=== Description of the task ===
Copy out all of the data below word for word, leaving out the pictures.

=== Data provided ===

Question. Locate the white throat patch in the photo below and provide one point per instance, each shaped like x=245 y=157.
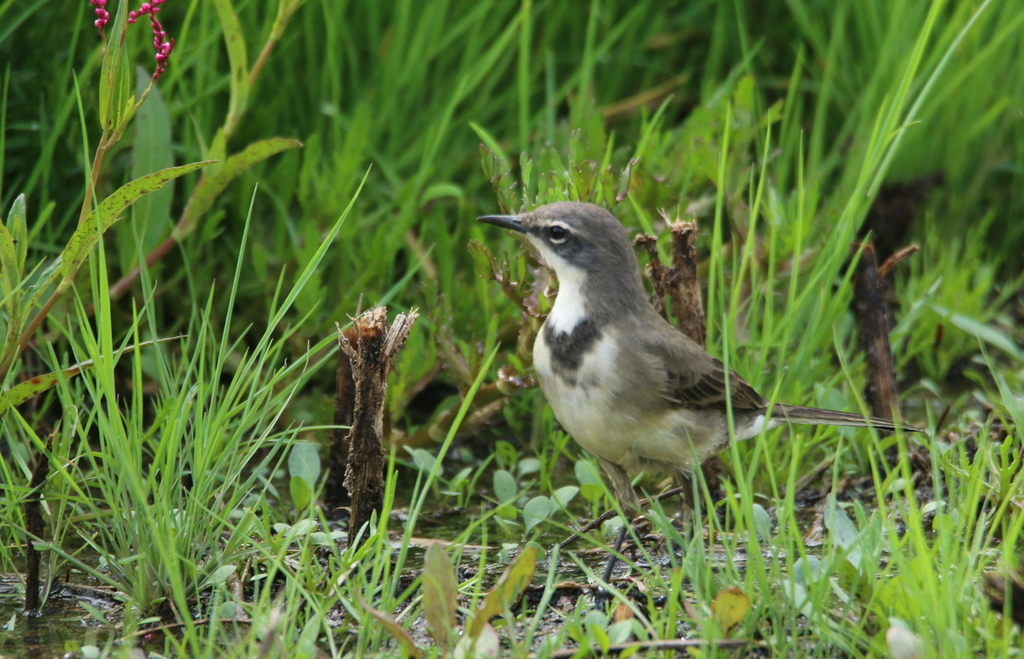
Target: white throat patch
x=569 y=307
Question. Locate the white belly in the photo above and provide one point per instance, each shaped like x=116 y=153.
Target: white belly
x=591 y=411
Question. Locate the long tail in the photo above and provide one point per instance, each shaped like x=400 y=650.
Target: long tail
x=816 y=416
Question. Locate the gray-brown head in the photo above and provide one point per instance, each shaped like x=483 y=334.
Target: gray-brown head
x=583 y=244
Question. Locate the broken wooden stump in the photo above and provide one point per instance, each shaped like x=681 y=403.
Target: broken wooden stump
x=370 y=347
x=678 y=282
x=872 y=318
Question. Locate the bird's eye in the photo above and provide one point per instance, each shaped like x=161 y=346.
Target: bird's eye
x=557 y=233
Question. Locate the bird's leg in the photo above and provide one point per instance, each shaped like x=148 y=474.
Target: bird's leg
x=627 y=496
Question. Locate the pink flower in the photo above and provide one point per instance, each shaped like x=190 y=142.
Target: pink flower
x=161 y=43
x=101 y=14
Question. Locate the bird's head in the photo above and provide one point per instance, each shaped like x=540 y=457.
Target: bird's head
x=573 y=238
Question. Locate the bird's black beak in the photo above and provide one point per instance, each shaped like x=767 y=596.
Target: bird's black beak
x=512 y=222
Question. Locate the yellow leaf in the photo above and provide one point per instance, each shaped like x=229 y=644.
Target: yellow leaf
x=729 y=607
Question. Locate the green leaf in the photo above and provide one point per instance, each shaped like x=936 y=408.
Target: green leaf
x=536 y=511
x=980 y=331
x=17 y=225
x=303 y=460
x=843 y=530
x=396 y=630
x=109 y=212
x=563 y=495
x=853 y=581
x=26 y=390
x=235 y=40
x=505 y=594
x=505 y=486
x=151 y=151
x=762 y=522
x=115 y=74
x=439 y=591
x=210 y=187
x=301 y=493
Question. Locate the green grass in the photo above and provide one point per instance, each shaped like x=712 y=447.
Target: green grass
x=775 y=125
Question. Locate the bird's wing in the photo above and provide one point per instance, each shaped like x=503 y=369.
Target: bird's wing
x=693 y=379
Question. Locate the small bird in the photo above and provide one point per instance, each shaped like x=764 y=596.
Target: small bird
x=630 y=388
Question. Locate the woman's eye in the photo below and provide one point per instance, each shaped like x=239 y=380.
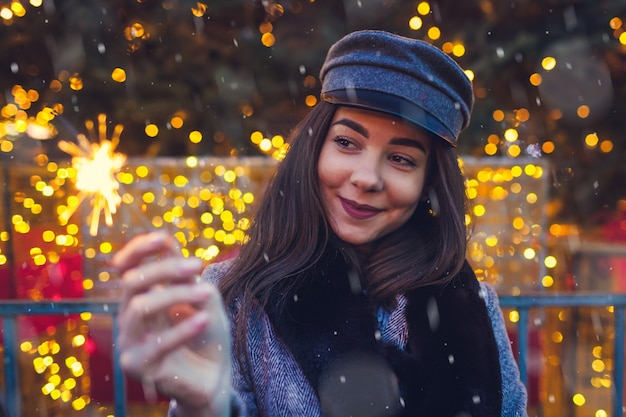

=== Task answer ===
Question. Locate the white throat patch in the photo below and provide one point per instance, each shaped like x=245 y=157.
Target: white throat patch
x=569 y=307
Question. Locate the white belly in the photo above and provide one point per instance, each shaped like x=116 y=153.
Target: white belly
x=591 y=411
Question. Locate the long tail in the photo above and provide one point per instance, each shaped like x=400 y=650.
Target: long tail
x=816 y=416
Question. Locate the gray-brown head in the photo above and provide one point per instance, each shaped like x=483 y=334.
Target: gray-brown head
x=583 y=244
Question. Locate the broken wooden stump in the photo above and provide one point per instance, each shaped like x=681 y=403.
Target: broken wooden stump
x=370 y=347
x=678 y=282
x=872 y=318
Question. Locate the bird's eye in the photo above and provide one point per instance, each shaped like x=161 y=346.
Target: bird's eye
x=557 y=233
Question. Locate the bird's leg in the photo above and provide one point per instance, each shaped like x=148 y=474.
Target: bird's leg
x=627 y=496
Question. Locate the pink flower in the photo above and provide one point per instance, each shaped like x=190 y=142.
Target: pink flower
x=161 y=43
x=101 y=14
Question. Locate the bird's head in the photo above and provide one point per instance, each shaped like x=540 y=457.
Target: bird's head
x=573 y=238
Question. Locate the bird's black beak in the photo above and provide one point per instance, each shaped like x=767 y=596.
Target: bird's black beak
x=512 y=222
Question. Locate the yellow leaf in the photo above and provide one point per instance, each shaped like x=229 y=644.
Target: yellow leaf
x=729 y=607
Question. Locate the green leaf in the photo above and provide one point per instance, each shaped like x=936 y=408.
Target: green leaf
x=536 y=511
x=980 y=331
x=17 y=225
x=303 y=460
x=843 y=530
x=396 y=630
x=109 y=212
x=563 y=495
x=853 y=581
x=26 y=390
x=235 y=40
x=505 y=594
x=505 y=486
x=151 y=151
x=762 y=522
x=115 y=74
x=439 y=591
x=210 y=187
x=301 y=493
Question. Locate the green grass in the photo above and provide one point per instance, each shaped like x=712 y=447.
Target: green grass
x=775 y=125
Question. Locate the bird's wing in the photo above and provide one point per instance, each shaped like x=503 y=369.
Target: bird's wing
x=693 y=379
Question. Locate the small bird in the photo above and provide one point per instance, each shaped like x=764 y=596.
Target: small bird
x=630 y=388
Question. Locate the woman's eye in the photo below and provide one point per instance, each shaped like x=239 y=380.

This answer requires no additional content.